Exercise aim :: Can you render all of the material below as a Markdown table, with a "No." column for the row number and a "Text" column for the line, leaving out blank lines?

Object point labels
☆ ☆ ☆ ☆ ☆
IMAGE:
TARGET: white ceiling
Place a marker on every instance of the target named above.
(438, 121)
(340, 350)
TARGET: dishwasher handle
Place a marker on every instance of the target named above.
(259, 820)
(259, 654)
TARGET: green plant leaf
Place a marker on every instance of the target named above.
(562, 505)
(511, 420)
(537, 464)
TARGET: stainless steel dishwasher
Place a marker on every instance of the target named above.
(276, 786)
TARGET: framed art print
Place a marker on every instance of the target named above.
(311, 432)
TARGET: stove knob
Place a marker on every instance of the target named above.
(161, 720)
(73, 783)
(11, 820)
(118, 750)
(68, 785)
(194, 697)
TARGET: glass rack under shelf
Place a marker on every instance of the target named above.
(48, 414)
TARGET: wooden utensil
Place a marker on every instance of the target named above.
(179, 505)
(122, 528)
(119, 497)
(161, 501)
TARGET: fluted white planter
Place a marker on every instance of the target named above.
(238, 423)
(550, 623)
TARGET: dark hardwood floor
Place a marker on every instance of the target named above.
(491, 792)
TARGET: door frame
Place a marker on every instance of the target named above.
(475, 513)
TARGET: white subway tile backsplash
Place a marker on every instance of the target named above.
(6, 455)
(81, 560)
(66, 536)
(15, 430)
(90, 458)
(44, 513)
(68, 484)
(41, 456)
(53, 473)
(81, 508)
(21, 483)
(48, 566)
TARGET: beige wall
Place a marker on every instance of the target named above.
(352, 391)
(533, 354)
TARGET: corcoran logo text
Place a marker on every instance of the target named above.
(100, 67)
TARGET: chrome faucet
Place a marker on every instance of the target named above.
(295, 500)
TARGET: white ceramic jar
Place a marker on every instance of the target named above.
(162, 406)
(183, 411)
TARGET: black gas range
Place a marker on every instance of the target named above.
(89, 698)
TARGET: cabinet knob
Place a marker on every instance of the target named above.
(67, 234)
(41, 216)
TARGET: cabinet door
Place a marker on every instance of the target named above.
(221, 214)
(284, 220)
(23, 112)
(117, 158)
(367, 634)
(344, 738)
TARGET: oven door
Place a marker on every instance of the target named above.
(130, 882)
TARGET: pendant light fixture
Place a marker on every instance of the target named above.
☆ ☆ ☆ ☆ ☆
Completed exercise ::
| No. | Text |
|---|---|
| 1 | IMAGE: |
| 2 | TARGET: white ceiling |
| 3 | Place a marker on every instance of the target named above. |
| 4 | (438, 121) |
| 5 | (340, 350) |
| 6 | TARGET: dishwasher handle |
| 7 | Place a marker on every instance of the target named above. |
| 8 | (259, 820) |
| 9 | (259, 654) |
| 10 | TARGET: green plant leaf |
| 11 | Place a marker on every instance of the target named above. |
| 12 | (562, 505) |
| 13 | (511, 420) |
| 14 | (537, 464) |
| 15 | TARGET: stainless steel dishwasher |
| 16 | Place a marker on every instance of the target named above. |
| 17 | (276, 786) |
| 18 | TARGET: framed art print |
| 19 | Place a marker on every instance of the target named above. |
| 20 | (311, 432) |
| 21 | TARGET: stove knob |
| 22 | Place a marker on every instance of the target named above. |
| 23 | (161, 720) |
| 24 | (73, 783) |
| 25 | (11, 820) |
| 26 | (118, 750) |
| 27 | (68, 785) |
| 28 | (194, 697) |
| 29 | TARGET: glass rack under shelf |
| 30 | Place a marker on every instance of the target named above. |
| 31 | (48, 414) |
| 32 | TARGET: wooden utensil |
| 33 | Place a marker on every instance of the target named above. |
| 34 | (179, 505) |
| 35 | (122, 528) |
| 36 | (119, 497) |
| 37 | (161, 501) |
| 38 | TARGET: fluted white planter |
| 39 | Place a marker on every instance of the target named above. |
| 40 | (238, 423) |
| 41 | (550, 623) |
| 42 | TARGET: dark hardwood floor |
| 43 | Place a marker on every instance of the target named above. |
| 44 | (491, 792) |
| 45 | TARGET: door frame |
| 46 | Place a marker on every instance of the target named above. |
| 47 | (475, 513) |
| 48 | TARGET: white subway tile backsplash |
| 49 | Place a marker on every instance of the target named above. |
| 50 | (6, 455) |
| 51 | (81, 560) |
| 52 | (66, 536) |
| 53 | (15, 430) |
| 54 | (90, 458) |
| 55 | (44, 513) |
| 56 | (68, 484) |
| 57 | (41, 456) |
| 58 | (53, 473) |
| 59 | (81, 508) |
| 60 | (21, 483) |
| 61 | (48, 566) |
| 62 | TARGET: beige wall |
| 63 | Place a marker on every instance of the target named above. |
| 64 | (352, 391) |
| 65 | (533, 354) |
| 66 | TARGET: corcoran logo text |
| 67 | Place a marker on every instance of the target named above. |
| 68 | (100, 67) |
| 69 | TARGET: chrome faucet |
| 70 | Place a marker on every instance of the target named above. |
| 71 | (295, 500) |
| 72 | TARGET: white ceramic jar |
| 73 | Place a marker on every instance of the target named above. |
| 74 | (162, 406) |
| 75 | (183, 411) |
| 76 | TARGET: black gas range |
| 77 | Place a marker on every instance of the target named above. |
| 78 | (89, 698) |
| 79 | TARGET: cabinet knob |
| 80 | Place a marker on every instance of the target named above. |
| 81 | (67, 234) |
| 82 | (41, 216) |
| 83 | TARGET: cabinet door |
| 84 | Place a marker on every instance of the target named above. |
| 85 | (221, 214) |
| 86 | (284, 220) |
| 87 | (23, 112) |
| 88 | (117, 158) |
| 89 | (367, 634) |
| 90 | (344, 738) |
| 91 | TARGET: oven door |
| 92 | Place a marker on every instance of the target named above. |
| 93 | (130, 882) |
| 94 | TARGET: pendant light fixture |
| 95 | Place a marker on every instance of the target named above. |